■ APPLY WHAT YOU READ
[1] According to the Ruskin Park masterplan announcement, which architects adopted the design approach for the masterplan?
[2] Reproduce word for word the part of the Ruskin Park masterplan announcement from "The park also" to "near Ruskin Park.".

We’re excited to publish the Ruskin Park Strategic Masterplan. This ambitious plan offers a clear and coherent vision for possible future development of the park. Here we outline the key principles of the plan, and how and why it was developed. We’ll also discuss how we’re planning to share the plan and what happens next.

Download the masterplan (pdf)

The masterplan’s important role

Other parks have found a strategic masterplan provides a useful guiding framework for the future. A masterplan can help build consensus from the community and get resources for specific park improvements.

It’s important to note that the masterplan is not a fixed document with all the details for implementation. Instead it provides a series of guidelines that any future park development should try to adhere to. Illustrations are provided to bring the document to life.  It makes recommendations for key improvements, based on three guiding principles.

Ruskin Park has its own character with many existing natural assets. The plan aims to protect these and show that the park’s natural beauty and its facilities can be enhanced.

The park also has a vibrant community, from toddlers enjoying the paddling pool, to footballers training on Saturday mornings, to others taking romantic strolls or walking the dog. The plan will guide the park toward becoming an even greater resource for the health and wellbeing of the whole community.

Why it’s time to invest in the park

The pandemic has sparked more interest in parks everywhere, including many local people who have rediscovered the wellbeing benefits of living near Ruskin Park.

This isn’t surprising, because the first public parks were created in the nineteenth century to boost public health. According to research from Fields in Trust, the UK’s parks and greenspaces deliver £34 billion in health and wellbeing benefits each year. So while councils budgets are under more pressure than ever, there is a strong argument that parks should be a bigger priority.

Key points

The masterplan is structured around three principles. Each outlines both gradual improvements and bigger projects that would need more investment. The design approach adopted by architects Campbell Cadey is “clean, simple and timeless”.

1. Enhance and maintain

Although there has been progress recently, park maintenance must be improved. This’ll be easier with clear planting schemes and regular pruning. There should also be a simple materials palette, including for paths where considerable repairs are needed.

2. Legible, accessible and safe

The park should be welcoming and inclusive. The masterplan includes a clear and consistent approach to signage, and longer term improvements to key entrances. Once in the park, there should be more seating and fewer internal gates and fences.

3. Engaging and joyful

We need a range of features and facilities to help people get the most from the park. As funding becomes available over time, the park could see changes such as refurbished sports facilities, a bigger and better playground and a new café and green space in place of the current depot.

We also need to protect existing features, such as the bandstand as a hub for community events, and restore neglected assets such as the former stable block.

Smaller enhancements can also be exciting and impactful. This could include features such as logs and stepping stones for informal play, a heritage trail to help people explore the park, and wildflower areas to further increase biodiversity.

Making it happen

The masterplan is only useful if ultimately, it makes a difference.

Since we began as a community group in 1996, our charity, the Friends of Ruskin Park, has been raising money to maintain and improve the park.

We volunteer to help improve the park now, for everyone to enjoy and to preserve it for future generations. Now, the masterplan will help guide our fundraising and activities.

We know that Lambeth Council does not have ready money to fund a large number of improvements quickly, but there is a strong case to be made for the value of our park.

■ INFORMATION GIVEN
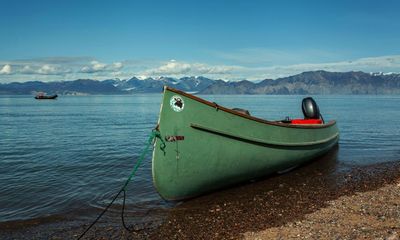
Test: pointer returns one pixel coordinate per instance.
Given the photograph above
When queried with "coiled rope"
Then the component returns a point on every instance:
(154, 134)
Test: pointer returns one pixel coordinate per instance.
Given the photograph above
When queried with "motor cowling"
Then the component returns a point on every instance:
(310, 108)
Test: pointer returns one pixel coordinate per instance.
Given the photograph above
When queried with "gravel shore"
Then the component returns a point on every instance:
(319, 201)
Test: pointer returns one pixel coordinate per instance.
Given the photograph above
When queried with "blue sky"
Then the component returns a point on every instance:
(231, 40)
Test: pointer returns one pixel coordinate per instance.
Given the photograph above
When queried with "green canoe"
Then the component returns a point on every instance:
(209, 147)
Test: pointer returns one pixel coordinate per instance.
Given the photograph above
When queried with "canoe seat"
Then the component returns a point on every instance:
(306, 121)
(241, 110)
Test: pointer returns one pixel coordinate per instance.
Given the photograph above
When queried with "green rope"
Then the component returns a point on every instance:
(154, 134)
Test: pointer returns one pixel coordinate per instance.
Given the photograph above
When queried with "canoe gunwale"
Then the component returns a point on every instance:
(275, 123)
(260, 141)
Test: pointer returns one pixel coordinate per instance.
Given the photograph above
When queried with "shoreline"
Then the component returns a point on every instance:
(316, 196)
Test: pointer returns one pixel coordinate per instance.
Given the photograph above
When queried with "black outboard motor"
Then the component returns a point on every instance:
(310, 109)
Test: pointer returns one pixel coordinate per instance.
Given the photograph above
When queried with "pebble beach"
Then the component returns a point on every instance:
(311, 202)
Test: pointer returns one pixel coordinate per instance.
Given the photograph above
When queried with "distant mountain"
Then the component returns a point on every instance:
(110, 86)
(314, 82)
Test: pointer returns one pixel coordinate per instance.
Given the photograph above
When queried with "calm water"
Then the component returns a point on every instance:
(75, 152)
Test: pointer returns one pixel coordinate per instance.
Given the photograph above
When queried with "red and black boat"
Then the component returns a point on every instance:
(41, 96)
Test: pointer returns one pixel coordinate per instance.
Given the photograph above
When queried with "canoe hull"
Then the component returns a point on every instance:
(209, 147)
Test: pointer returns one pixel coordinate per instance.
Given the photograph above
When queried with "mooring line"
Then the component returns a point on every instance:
(154, 134)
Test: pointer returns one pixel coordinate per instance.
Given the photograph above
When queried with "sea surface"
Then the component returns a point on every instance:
(74, 153)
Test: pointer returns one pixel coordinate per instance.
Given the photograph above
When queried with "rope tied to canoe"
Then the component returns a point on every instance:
(155, 133)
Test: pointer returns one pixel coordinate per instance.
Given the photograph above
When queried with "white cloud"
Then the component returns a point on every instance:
(6, 69)
(48, 69)
(174, 67)
(96, 66)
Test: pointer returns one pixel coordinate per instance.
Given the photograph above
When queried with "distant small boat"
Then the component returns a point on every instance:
(209, 147)
(41, 96)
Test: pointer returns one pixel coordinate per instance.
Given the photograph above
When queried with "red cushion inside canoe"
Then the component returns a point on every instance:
(306, 121)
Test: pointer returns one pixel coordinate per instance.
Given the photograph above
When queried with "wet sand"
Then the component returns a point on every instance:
(317, 201)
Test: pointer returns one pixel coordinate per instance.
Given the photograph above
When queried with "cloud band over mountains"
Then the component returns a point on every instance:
(68, 68)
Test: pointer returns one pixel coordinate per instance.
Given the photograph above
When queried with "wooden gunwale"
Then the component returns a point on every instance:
(261, 141)
(218, 107)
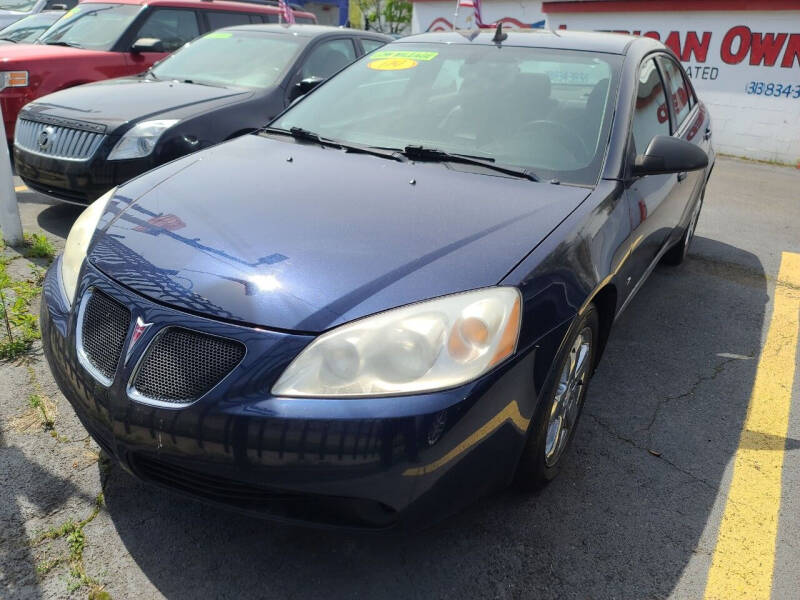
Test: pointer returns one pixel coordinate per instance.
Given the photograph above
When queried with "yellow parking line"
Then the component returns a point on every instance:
(745, 552)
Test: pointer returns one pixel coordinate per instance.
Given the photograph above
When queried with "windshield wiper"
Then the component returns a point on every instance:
(422, 153)
(67, 44)
(299, 133)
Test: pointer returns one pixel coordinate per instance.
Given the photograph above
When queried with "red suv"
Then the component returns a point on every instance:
(100, 40)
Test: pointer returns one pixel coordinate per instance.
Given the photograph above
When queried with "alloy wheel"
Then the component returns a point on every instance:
(569, 396)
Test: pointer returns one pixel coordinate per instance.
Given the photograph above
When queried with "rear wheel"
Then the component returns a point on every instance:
(678, 253)
(557, 415)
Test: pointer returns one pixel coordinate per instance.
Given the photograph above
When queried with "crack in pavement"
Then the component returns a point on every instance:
(717, 370)
(638, 446)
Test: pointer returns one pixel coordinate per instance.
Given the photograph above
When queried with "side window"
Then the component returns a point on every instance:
(678, 91)
(66, 3)
(218, 20)
(174, 27)
(370, 45)
(651, 117)
(328, 58)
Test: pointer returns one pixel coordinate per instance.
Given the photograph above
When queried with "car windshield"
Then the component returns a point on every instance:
(29, 28)
(545, 110)
(93, 26)
(232, 57)
(17, 5)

■ RESULTS FOR EACH TASK
[1] Campbell Cadey

[2]
The park also has a vibrant community, from toddlers enjoying the paddling pool, to footballers training on Saturday mornings, to others taking romantic strolls or walking the dog. The plan will guide the park toward becoming an even greater resource for the health and wellbeing of the whole community.

Why it’s time to invest in the park

The pandemic has sparked more interest in parks everywhere, including many local people who have rediscovered the wellbeing benefits of living near Ruskin Park.